GETOONDE TEKST:
——————————

De analyse
Zij analyseerden dus ook den term plutocraat en plutocratie. In engen zin beduidt dat, volgens de woordenboeken, een gouvernement van rijkaards en geldmannen. Voorbeeld: Carthago was een plutocratie. Maar de enge zin ging hier niet op.
Want daargelaten het raadsel hoe een natie die kortelings nog bolsjewiseerde eensklaps en zonder regeeringswisseling (Daladier, de bakkerszoon, was nog niet vervangen door Reynaud, de bazaar-eigenaar) kon metamorphoseeren in een plutocratie, hadden de Franschen nimmer een Minister van Buitenlandsche Zaken gehad, die milliardair was gelijk Graaf Ciano, nimmer een dictator van Economie en Luchtvaart die, gelijk Hermann Goering enorme interessen had in de staal-industrie.
Het Fransche regeerings-personeel, het personeel van leger, vloot, administratie, diplomatie, van laag tot hoog, wordt bijna uitsluitend gerecruteerd uit den kleinen en gemiddelden burgerstand. Slechts bij uitzondering ontmoet men er een lid van den adel, nog zeldzamer een grondbezitter, een kapitalist. Zelfs in het cabinet van den ‘plutocraat’ Reynaud zetelt nog een authentieke ketellapper en een ex-onderwijzertje. Het is waar dat er ook een Mandel zit die tot den stam der Rothschilds behoort. De een weegt op tegen den ander. De ‘muur van geld’ zooals de Radicalen zeggen, is geen seconde onbedreigd. De ‘Twee Honderd Families’ (nog een term van de Radicalen) maakten geen hooge sprongen in 1937. Geen enkel regeerder zal het hier in zijn hoofd halen om zich door een toovervogel uit Duizend-en-één-Nacht een Arendsnest te laten bouwen, of de Karinhall van een oosterschen nabab. Geen enkel geeft zich bloot aan de beschuldiging van zijn geld naar 't buitenland in veiligheid te brengen. Geen enkel strijkt reusachtige tantièmes op. Werkelijk, alle Fransche députés en ministers mogen geen heilige boontjes zijn, de groote trusts mogen probeeren hen te laten dansen naar hun pijpen (waar gebeurt dat niet?), maar het gouvernement van Frankrijk is geheel iets anders dan een plutocratie in engen zin. Het is precies 't tegenovergestelde: een anti-plutocratie. Dikwijls zelfs, en men kan 't betreuren, een pauperocratie, waar de luxe, de fantasie, de kunst, de wetenschap, de sport, verwaarloosd zijn, verbannen, of teren op eigen middelen.

——————————

GEGEVENSSET:
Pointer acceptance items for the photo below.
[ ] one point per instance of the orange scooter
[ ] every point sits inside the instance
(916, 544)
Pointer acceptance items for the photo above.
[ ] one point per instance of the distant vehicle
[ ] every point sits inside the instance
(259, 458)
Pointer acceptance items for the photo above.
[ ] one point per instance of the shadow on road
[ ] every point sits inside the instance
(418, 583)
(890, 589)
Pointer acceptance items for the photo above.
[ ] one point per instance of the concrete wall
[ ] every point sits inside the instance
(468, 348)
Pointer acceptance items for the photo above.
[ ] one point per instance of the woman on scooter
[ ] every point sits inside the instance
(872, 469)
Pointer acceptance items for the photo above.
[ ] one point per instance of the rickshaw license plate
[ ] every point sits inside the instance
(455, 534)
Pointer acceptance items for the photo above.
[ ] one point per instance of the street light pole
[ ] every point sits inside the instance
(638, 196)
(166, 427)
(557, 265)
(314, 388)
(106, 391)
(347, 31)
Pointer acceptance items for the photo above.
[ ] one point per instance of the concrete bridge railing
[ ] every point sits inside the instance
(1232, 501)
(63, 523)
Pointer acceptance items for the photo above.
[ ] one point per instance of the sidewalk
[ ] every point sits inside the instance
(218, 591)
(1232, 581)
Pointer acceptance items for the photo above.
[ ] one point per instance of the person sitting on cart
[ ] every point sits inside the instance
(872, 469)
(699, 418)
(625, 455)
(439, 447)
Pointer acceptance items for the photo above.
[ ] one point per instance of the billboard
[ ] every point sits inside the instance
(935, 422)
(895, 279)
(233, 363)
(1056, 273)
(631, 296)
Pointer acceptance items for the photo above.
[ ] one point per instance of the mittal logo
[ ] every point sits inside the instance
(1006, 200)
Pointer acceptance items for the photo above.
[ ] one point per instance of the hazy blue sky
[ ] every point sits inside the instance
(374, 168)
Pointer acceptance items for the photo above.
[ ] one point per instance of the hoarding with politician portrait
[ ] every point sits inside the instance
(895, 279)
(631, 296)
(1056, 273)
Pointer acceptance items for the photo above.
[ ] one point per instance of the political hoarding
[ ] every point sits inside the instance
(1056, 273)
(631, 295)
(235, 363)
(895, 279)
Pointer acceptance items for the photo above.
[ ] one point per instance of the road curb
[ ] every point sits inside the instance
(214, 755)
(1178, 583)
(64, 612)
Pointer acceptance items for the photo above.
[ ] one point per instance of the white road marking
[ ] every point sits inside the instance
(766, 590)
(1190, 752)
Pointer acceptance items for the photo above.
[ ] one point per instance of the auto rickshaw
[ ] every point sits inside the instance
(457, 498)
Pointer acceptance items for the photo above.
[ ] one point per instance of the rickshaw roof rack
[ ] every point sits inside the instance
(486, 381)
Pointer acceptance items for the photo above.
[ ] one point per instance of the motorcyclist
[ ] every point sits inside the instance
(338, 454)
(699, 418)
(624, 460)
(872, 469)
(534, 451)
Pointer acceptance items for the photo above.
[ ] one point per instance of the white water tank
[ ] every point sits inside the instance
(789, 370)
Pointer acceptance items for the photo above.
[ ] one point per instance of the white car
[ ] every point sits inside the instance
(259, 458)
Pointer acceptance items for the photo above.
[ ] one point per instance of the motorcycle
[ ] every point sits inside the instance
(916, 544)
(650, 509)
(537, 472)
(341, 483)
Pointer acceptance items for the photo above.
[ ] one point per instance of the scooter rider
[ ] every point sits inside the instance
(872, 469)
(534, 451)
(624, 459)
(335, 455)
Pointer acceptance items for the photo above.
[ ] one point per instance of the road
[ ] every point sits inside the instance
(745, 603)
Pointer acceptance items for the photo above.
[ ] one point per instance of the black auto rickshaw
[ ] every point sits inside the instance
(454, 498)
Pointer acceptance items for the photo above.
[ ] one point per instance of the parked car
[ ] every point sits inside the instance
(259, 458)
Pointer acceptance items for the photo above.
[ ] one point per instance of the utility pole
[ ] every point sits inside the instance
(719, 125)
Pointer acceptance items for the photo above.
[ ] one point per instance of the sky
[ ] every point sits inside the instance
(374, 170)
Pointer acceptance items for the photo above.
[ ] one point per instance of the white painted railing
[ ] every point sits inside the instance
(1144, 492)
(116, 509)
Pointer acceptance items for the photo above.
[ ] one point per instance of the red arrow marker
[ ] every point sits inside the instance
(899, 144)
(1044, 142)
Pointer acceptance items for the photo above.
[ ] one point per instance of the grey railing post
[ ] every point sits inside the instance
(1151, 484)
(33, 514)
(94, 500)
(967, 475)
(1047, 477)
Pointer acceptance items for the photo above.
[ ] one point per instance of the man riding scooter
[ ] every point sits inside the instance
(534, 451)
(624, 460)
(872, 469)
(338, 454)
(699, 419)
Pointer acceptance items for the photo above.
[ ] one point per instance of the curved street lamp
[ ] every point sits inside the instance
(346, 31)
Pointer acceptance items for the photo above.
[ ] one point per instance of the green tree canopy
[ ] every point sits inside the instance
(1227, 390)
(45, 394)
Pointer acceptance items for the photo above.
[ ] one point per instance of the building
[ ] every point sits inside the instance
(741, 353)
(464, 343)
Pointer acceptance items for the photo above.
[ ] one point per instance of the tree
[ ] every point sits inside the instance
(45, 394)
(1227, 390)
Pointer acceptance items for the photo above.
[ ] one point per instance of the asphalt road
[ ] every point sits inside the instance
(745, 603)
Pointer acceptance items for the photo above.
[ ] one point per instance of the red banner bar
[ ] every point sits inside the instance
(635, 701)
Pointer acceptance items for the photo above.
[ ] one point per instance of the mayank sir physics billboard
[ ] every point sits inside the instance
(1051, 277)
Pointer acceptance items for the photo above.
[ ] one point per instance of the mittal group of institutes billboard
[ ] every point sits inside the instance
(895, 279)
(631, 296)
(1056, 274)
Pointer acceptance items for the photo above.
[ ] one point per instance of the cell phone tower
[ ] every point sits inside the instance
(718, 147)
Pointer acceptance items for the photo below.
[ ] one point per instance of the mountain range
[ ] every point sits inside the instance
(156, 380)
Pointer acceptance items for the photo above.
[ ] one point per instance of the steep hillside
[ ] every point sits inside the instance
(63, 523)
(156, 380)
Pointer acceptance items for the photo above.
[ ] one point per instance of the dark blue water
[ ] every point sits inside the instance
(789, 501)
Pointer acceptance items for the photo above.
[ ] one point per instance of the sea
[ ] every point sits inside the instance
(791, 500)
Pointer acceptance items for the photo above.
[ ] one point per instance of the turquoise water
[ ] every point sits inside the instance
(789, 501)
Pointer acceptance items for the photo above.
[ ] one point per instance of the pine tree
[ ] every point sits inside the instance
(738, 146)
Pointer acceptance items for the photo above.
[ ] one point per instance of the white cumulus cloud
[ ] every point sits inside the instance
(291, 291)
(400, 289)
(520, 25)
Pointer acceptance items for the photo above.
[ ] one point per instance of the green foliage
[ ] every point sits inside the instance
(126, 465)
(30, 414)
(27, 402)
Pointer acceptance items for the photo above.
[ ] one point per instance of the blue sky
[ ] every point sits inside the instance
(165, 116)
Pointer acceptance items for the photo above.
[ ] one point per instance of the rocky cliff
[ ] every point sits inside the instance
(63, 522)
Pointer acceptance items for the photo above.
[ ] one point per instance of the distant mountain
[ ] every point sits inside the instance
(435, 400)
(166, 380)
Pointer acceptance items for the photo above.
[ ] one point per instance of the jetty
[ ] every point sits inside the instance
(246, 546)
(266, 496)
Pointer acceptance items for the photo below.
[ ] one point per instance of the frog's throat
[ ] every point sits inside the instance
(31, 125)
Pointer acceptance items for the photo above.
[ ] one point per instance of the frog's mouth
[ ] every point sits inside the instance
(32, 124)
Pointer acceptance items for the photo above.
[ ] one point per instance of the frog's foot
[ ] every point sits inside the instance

——————————

WAT GEVRAAGD WORDT:
Geef een stuk van de tekst over plutocratie woordelijk weer. Begin bij de woorden "Want daargelaten het" en stop na "in de staal-industrie.".

RESULTAAT:
Want daargelaten het raadsel hoe een natie die kortelings nog bolsjewiseerde eensklaps en zonder regeeringswisseling (Daladier, de bakkerszoon, was nog niet vervangen door Reynaud, de bazaar-eigenaar) kon metamorphoseeren in een plutocratie, hadden de Franschen nimmer een Minister van Buitenlandsche Zaken gehad, die milliardair was gelijk Graaf Ciano, nimmer een dictator van Economie en Luchtvaart die, gelijk Hermann Goering enorme interessen had in de staal-industrie.